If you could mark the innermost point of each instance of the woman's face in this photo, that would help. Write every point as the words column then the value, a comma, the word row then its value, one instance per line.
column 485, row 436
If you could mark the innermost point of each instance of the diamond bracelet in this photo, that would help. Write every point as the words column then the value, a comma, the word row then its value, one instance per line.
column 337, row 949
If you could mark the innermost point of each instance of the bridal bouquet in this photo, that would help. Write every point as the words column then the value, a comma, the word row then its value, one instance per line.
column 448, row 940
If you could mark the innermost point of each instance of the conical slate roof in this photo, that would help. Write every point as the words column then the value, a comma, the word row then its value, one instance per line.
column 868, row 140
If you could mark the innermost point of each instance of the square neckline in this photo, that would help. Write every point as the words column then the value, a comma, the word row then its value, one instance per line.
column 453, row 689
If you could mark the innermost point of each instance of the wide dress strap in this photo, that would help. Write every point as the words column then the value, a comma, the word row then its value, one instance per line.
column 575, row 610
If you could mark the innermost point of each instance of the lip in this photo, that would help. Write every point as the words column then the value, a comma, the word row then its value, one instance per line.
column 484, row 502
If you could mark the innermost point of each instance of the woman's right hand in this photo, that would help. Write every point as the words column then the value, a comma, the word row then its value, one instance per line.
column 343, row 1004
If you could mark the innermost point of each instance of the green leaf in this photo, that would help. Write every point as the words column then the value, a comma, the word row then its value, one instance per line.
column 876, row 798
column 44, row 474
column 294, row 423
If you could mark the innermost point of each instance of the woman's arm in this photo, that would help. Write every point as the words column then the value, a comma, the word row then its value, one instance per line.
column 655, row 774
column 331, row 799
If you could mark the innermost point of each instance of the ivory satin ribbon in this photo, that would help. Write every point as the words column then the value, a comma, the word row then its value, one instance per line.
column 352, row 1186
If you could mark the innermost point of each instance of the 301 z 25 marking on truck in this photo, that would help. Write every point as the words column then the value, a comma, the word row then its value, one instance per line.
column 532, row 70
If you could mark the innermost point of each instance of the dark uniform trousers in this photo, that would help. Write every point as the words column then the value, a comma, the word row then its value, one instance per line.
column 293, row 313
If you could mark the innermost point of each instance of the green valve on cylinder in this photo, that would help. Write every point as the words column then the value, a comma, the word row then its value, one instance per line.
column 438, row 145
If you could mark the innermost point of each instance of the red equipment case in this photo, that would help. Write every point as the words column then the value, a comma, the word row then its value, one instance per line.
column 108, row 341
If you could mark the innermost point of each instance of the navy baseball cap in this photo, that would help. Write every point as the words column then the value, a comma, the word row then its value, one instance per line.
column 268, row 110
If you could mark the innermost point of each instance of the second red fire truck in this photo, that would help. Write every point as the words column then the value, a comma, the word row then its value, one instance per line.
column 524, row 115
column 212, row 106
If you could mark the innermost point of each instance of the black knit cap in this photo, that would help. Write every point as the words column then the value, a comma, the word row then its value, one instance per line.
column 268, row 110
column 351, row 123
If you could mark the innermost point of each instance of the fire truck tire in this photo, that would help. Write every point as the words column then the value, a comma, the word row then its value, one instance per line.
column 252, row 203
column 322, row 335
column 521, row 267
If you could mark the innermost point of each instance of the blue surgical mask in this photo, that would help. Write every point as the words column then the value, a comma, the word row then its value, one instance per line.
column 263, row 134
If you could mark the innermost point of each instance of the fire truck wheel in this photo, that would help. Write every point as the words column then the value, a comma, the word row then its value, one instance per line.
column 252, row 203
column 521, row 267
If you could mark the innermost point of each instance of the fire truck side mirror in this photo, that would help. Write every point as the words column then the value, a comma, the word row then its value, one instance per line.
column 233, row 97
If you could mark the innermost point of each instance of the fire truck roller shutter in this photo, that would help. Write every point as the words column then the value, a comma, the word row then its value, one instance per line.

* * * * *

WHAT THE TASK REQUIRES: Rewrite the material above, substituting "center point" for every "innermost point" and leaving everything else unchanged.

RESULT:
If you could mark the center point of each instance of the woman's face in this photo, that would help. Write every point as the words column then the value, a comma, the word row then its value, one instance per line.
column 485, row 436
If you could mark the center point of each instance of the diamond bracelet in this photo, that would help. Write every point as the words column then the value, a comma, the word row then its value, one instance per line.
column 337, row 949
If you could mark the center point of each instance of the bridal bouquet in this photo, that would help. Write every point as the words column then the value, a comma, the word row then its value, one instance per line.
column 448, row 940
If you could mark the center point of each instance of the conical slate roof in this photo, that would help. Write every point as the words column then the value, a comma, the word row then its value, one instance per line.
column 868, row 140
If you could mark the center point of each instance of the square neckline in this photo, that would help. Write every point as the words column then the value, a comma, the word row then its value, one instance per line.
column 453, row 689
If you could mark the center point of each instance of the wide dress strap in this photo, that would help. Write every point as the words column then the value, a comma, the word row then its value, one instance per line.
column 575, row 610
If you could mark the center point of each instance of the lip in this photo, that would help. Write every point as the words column then the value, a comma, the word row then its value, one instance per line.
column 484, row 502
If you could mark the center point of each instance of the woman's right hand in this photo, that would help. Write every point as the words column then the value, a comma, the word row then its value, one instance per line.
column 343, row 1004
If you could mark the center point of each instance of the green leaf in this photo, that would help. Write every point as the words column then the value, a comma, the word row then its value, one instance per line.
column 876, row 798
column 44, row 474
column 294, row 423
If you could mark the center point of each instance of the woman's arm in this photo, that would help. Write every point as the words column then the value, a comma, the word row then its value, one instance per line.
column 655, row 774
column 331, row 799
If you could mark the center point of each instance of the ivory satin ribbon in this photo, that would help. Write every point as the words column then the value, a comma, the word row then its value, one instance per line.
column 352, row 1186
If you could mark the center point of each instance of the 301 z 25 marking on truck in this photo, that would help. Write every point as the words column then the value, a comma, the word row then its value, one instance per line.
column 532, row 70
If you could mark the center point of each instance of the dark uniform trousers in this photo, that would help. Write every point as the words column then the value, a comma, the word row then its value, one instance per line.
column 293, row 313
If you could mark the center point of each instance of the green valve on cylinder in this photo, that would help. Write every point as the words column then the value, a comma, the word row then its value, one instance per line.
column 438, row 145
If you could mark the center point of each instance of the red equipment case in this photo, that would help. Write every point as the words column then the value, a comma, the word row then its value, one instance per line.
column 108, row 341
If you could mark the center point of each instance of the navy baseball cap in this photo, that would help. Write every point as the words column then the value, a comma, the word row then its value, one instance per line.
column 268, row 110
If you could mark the center point of each instance of the second red fire truck in this photo, that would help. Write every point as the words column then the value, a comma, the word row then its value, one instance per line.
column 524, row 115
column 212, row 106
If you could mark the center point of each instance of the black knit cap in this photo, that would help. Write every point as the words column then the value, a comma, the word row then its value, one instance per line.
column 268, row 110
column 351, row 123
If you could mark the center point of each instance of the fire truck tire in this photo, that would help. Write every point as the words column then the value, a comma, the word row then its value, one instance per line.
column 252, row 203
column 322, row 335
column 521, row 267
If you could mark the center point of each instance of the blue surgical mask in this photo, that would help. Write every point as the words column then the value, a comma, the word row then its value, one instance per line.
column 263, row 134
If you could mark the center point of each instance of the fire truck wheel in this photo, that would help. Write every point as the words column then the value, a comma, the word row then its value, one instance per line.
column 252, row 203
column 521, row 267
If you could mark the center point of each instance of the fire truck side mirror in this photo, that would help. Write every point as the words column then the value, a comma, the word row then its value, one instance per line.
column 233, row 97
If you could mark the center point of each instance of the fire truck roller shutter in this photo, that would help. Write every point as the words column then the value, a comma, the word row then its value, one instance per line.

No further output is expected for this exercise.